> **Exercise**
Copy out every record below, word for word.

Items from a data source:
------

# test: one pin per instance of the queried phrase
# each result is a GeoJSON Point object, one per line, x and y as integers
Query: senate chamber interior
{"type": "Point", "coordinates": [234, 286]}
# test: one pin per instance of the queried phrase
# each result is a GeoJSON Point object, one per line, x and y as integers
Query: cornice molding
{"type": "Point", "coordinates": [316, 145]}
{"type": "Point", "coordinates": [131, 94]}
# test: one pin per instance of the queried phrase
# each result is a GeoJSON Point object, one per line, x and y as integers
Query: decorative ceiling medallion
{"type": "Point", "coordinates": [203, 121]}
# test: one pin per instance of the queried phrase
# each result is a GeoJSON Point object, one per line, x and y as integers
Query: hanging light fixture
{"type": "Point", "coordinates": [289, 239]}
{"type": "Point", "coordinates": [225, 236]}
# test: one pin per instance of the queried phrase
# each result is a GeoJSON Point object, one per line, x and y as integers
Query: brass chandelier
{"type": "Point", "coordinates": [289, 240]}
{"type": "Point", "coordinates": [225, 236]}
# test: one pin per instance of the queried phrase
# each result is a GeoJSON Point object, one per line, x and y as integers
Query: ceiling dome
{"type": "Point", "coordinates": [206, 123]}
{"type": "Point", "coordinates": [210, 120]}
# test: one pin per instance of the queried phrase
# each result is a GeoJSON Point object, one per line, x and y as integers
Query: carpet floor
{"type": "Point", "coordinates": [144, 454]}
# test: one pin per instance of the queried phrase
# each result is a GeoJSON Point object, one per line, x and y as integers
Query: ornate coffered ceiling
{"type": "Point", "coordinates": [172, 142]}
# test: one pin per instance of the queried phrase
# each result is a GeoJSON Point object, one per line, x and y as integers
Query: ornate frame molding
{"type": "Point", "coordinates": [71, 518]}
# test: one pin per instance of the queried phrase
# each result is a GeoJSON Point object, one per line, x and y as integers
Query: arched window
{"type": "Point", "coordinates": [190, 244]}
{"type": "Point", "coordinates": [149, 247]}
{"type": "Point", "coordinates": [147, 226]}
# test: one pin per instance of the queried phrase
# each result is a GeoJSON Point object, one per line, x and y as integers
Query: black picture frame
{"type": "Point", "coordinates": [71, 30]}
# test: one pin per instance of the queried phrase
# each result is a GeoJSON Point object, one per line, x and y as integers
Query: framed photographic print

------

> **Answer to the problem**
# test: one pin per instance of the queried phrase
# each result is a GeoJSON Point object, one per line, x and y as integers
Query: senate chamber interior
{"type": "Point", "coordinates": [234, 286]}
# test: one pin per instance of the queried phrase
# each result is a GeoJSON Point object, one per line, x and y as integers
Query: cornice molding
{"type": "Point", "coordinates": [316, 145]}
{"type": "Point", "coordinates": [131, 94]}
# test: one pin per instance of the queried phrase
# each result is a GeoJSON Point object, one per line, x and y as integers
Query: decorative ceiling medallion
{"type": "Point", "coordinates": [203, 121]}
# test: one pin per instance of the queried phrase
# each result is a GeoJSON Point object, one per line, x and y as integers
Query: hanging light fixture
{"type": "Point", "coordinates": [289, 239]}
{"type": "Point", "coordinates": [225, 236]}
# test: one pin per instance of the queried phrase
# each result is a GeoJSON Point object, one per line, x and y as integers
Query: brass chandelier
{"type": "Point", "coordinates": [289, 240]}
{"type": "Point", "coordinates": [225, 236]}
# test: one pin per instance of the queried phrase
# each result is a GeoJSON Point object, one per line, x and y as integers
Query: ceiling dome
{"type": "Point", "coordinates": [206, 123]}
{"type": "Point", "coordinates": [210, 120]}
# test: one pin per instance of the queried phrase
# each result is a GeoJSON Point object, one per line, x and y as integers
Query: carpet floor
{"type": "Point", "coordinates": [144, 454]}
# test: one pin per instance of the queried phrase
# each result is a GeoJSON Point object, one per line, x and y as integers
Query: ornate coffered ceiling
{"type": "Point", "coordinates": [172, 142]}
# test: one pin per instance of the queried phrase
# each result is a GeoJSON Point object, one per line, x and y as integers
Query: ornate frame molding
{"type": "Point", "coordinates": [71, 518]}
# test: one pin per instance of the queried phrase
# each result is a GeoJSON Point object, one per line, x and y as integers
Query: arched window
{"type": "Point", "coordinates": [190, 244]}
{"type": "Point", "coordinates": [149, 247]}
{"type": "Point", "coordinates": [147, 226]}
# test: one pin per instance of the queried phrase
# each result is a GeoJSON Point object, one per line, x and y as integers
Query: black picture frame
{"type": "Point", "coordinates": [71, 30]}
# test: one pin per instance of the queried phrase
# each result is a GeoJSON Point object, one per line, x and y as integers
Query: framed photographic print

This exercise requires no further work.